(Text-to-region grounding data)
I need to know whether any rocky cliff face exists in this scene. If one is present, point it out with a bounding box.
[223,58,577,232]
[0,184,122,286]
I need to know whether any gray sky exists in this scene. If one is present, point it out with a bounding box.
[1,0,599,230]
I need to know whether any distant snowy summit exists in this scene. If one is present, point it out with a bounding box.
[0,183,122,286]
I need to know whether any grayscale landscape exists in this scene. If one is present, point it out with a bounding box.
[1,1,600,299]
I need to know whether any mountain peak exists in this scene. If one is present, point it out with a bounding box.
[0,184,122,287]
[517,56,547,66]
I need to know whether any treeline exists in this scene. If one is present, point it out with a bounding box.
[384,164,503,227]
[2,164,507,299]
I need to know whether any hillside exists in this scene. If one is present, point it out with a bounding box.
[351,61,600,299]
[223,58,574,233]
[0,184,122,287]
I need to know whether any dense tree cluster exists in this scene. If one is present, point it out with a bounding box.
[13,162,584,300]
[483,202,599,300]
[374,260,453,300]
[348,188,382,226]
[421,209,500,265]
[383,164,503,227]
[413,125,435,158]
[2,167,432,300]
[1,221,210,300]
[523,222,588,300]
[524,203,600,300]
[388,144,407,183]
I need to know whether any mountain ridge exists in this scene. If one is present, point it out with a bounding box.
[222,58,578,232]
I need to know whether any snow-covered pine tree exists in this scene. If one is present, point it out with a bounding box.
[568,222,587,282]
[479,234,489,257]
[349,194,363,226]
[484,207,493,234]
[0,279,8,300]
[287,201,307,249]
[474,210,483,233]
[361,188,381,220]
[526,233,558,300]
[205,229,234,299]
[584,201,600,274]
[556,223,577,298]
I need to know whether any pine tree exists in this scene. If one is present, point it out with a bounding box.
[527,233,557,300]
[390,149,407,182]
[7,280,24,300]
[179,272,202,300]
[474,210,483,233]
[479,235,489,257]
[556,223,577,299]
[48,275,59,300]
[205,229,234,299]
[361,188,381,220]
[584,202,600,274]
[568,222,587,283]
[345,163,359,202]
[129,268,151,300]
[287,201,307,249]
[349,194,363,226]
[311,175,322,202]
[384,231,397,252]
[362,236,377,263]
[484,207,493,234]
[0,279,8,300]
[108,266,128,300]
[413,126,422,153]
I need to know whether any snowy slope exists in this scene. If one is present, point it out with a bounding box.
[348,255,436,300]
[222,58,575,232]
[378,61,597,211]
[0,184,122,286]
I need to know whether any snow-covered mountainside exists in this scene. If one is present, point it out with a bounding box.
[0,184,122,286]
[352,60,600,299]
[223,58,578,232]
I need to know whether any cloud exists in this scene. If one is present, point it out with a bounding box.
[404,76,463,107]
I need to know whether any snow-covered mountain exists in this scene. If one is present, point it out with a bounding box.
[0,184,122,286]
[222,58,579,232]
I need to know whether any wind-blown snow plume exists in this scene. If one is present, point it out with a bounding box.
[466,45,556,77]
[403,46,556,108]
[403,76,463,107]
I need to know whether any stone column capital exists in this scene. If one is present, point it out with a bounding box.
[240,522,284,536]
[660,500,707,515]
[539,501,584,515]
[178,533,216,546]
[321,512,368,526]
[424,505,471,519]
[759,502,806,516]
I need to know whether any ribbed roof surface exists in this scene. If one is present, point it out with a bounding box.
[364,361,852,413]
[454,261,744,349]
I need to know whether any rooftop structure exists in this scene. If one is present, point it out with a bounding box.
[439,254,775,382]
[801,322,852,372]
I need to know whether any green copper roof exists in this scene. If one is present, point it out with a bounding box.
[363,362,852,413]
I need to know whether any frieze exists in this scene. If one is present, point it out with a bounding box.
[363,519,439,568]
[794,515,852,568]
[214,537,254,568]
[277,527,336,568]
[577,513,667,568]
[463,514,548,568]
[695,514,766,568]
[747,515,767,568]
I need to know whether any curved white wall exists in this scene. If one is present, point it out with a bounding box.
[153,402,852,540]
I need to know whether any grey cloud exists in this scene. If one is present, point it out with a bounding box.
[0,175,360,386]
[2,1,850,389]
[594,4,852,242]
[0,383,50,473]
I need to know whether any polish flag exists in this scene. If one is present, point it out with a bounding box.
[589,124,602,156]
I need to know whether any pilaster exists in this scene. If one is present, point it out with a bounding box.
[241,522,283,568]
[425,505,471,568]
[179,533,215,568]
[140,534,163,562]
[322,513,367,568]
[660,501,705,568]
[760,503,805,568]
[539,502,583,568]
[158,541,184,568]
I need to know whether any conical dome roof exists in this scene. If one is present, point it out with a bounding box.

▸ The task:
Transcribe the entries exactly, and make each line match the original.

▸ Response below:
I need to know whether any rocky cliff face exists in this scene. If one is present, point it out with a bounding box.
[223,58,577,232]
[0,184,122,286]
I need to know whether any gray sky exists in this scene. If one is present, point it out with a bounding box.
[1,0,599,230]
I need to know whether any distant snowy summit exists in this scene. If one is present, point it out with a bounding box.
[0,183,122,286]
I need to know whether any grayscale landscape exists in this scene. If one is present, point it out with a bounding box.
[1,1,600,299]
I need to know whether any mountain peak exists in this scene. If one is present, point it out with a bounding box.
[0,184,122,287]
[517,56,547,66]
I need to know whether any treeline exists in this scene. If one is present, point it out with a bounding box.
[384,164,503,227]
[2,164,507,299]
I need to know whether any hillside exists in this scene. If one is present, point it out with a bounding box.
[351,61,600,299]
[223,58,574,233]
[0,184,122,287]
I need to know whether any dense tree cluster exists in this scene. If one is present, point it out with a bounding box.
[13,162,584,300]
[483,202,599,300]
[374,260,453,300]
[348,188,382,226]
[421,209,500,265]
[383,164,503,227]
[413,125,435,158]
[2,167,432,300]
[1,221,210,300]
[523,222,588,300]
[524,203,600,300]
[388,144,407,183]
I need to know whether any mountain ridge exists in this scene. If one is present, point it out with a bounding box.
[222,58,578,232]
I need to know whether any snow-covered pine tree exists in this scene. If one is present, point it out with a bounding box.
[568,222,587,282]
[479,234,489,257]
[349,194,363,226]
[484,207,493,234]
[0,279,8,300]
[287,201,307,249]
[474,210,483,233]
[361,188,381,220]
[526,233,558,300]
[205,229,234,299]
[584,201,600,274]
[556,223,577,298]
I need to know whether any pine tree exists in this scene. If one is present, point it out with a bounding box.
[527,233,557,300]
[390,149,407,182]
[7,280,24,300]
[179,272,202,300]
[474,210,483,233]
[479,235,489,257]
[556,223,577,299]
[48,275,59,300]
[205,229,234,299]
[361,188,381,220]
[584,202,600,274]
[568,222,587,283]
[345,163,359,202]
[129,268,151,300]
[287,201,307,249]
[349,194,363,226]
[311,175,322,202]
[384,231,397,252]
[362,236,377,263]
[484,207,493,234]
[0,279,8,300]
[108,266,128,300]
[413,126,422,153]
I need to know whether any snowy slope exists in this scene. If one is present, point it out with a bounding box.
[348,255,436,300]
[222,58,575,232]
[378,61,597,211]
[0,184,122,286]
I need to know whether any snow-covered mountainside exists in this scene. If one is present, point it out with a bounding box.
[0,184,122,286]
[352,60,600,299]
[223,58,578,232]
I need to know whether any cloud exists in this scene. If one is present, point it out with a bounding box.
[404,76,463,107]
I need to know whether any snow-covered mountain exists in this scene. If one is present, point it out with a bounding box.
[0,184,122,286]
[222,58,579,232]
I need to know whether any wind-blown snow plume exists in this scene. If one is present, point it out with a bounding box.
[466,45,556,77]
[403,46,556,108]
[403,76,463,107]
I need to know whether any stone column capital exists in this scene. If one is present, point it out with a bounding box.
[240,522,284,536]
[660,500,707,515]
[539,501,584,515]
[178,533,216,546]
[321,512,368,526]
[424,505,471,519]
[759,502,806,516]
I need to know whether any ribbed roof surface exists in this scene. If one is present, point it out with a bounding box.
[364,361,852,413]
[454,261,744,349]
I need to know whether any rooftop structure exists in this scene. If one is present, point it out with a bounding box.
[439,254,775,382]
[801,322,852,372]
I need to know whether any green copper roof exists in this scene. If one is present, point it out with a bounding box.
[363,362,852,413]
I need to know whether any frieze exists in this scene. If one is present, point it out with a bounding box.
[363,519,439,568]
[794,515,852,568]
[214,537,254,568]
[277,527,336,568]
[577,513,667,568]
[463,514,548,568]
[695,514,766,568]
[747,515,767,568]
I need to know whether any curved white wall exists in this scene. If one is present, point it out with a bounding box.
[153,402,852,540]
I need to know whether any grey cloud exists in this scene. If one is present, point it out with a bounding box.
[0,175,360,386]
[2,1,850,389]
[594,4,852,242]
[0,383,50,473]
I need to know whether any polish flag exists in this scene. If one is present, point it out with a bounding box.
[589,124,602,156]
I need to know whether any pilaster exists in this scene. If one is present, point it out with a bounding box.
[241,522,283,568]
[425,505,471,568]
[179,533,215,568]
[140,534,163,562]
[322,513,367,568]
[660,501,705,568]
[760,503,805,568]
[539,502,583,568]
[158,541,184,568]
I need to know whether any conical dome roof exists in this scene. If one is present, point it out with a bounding box.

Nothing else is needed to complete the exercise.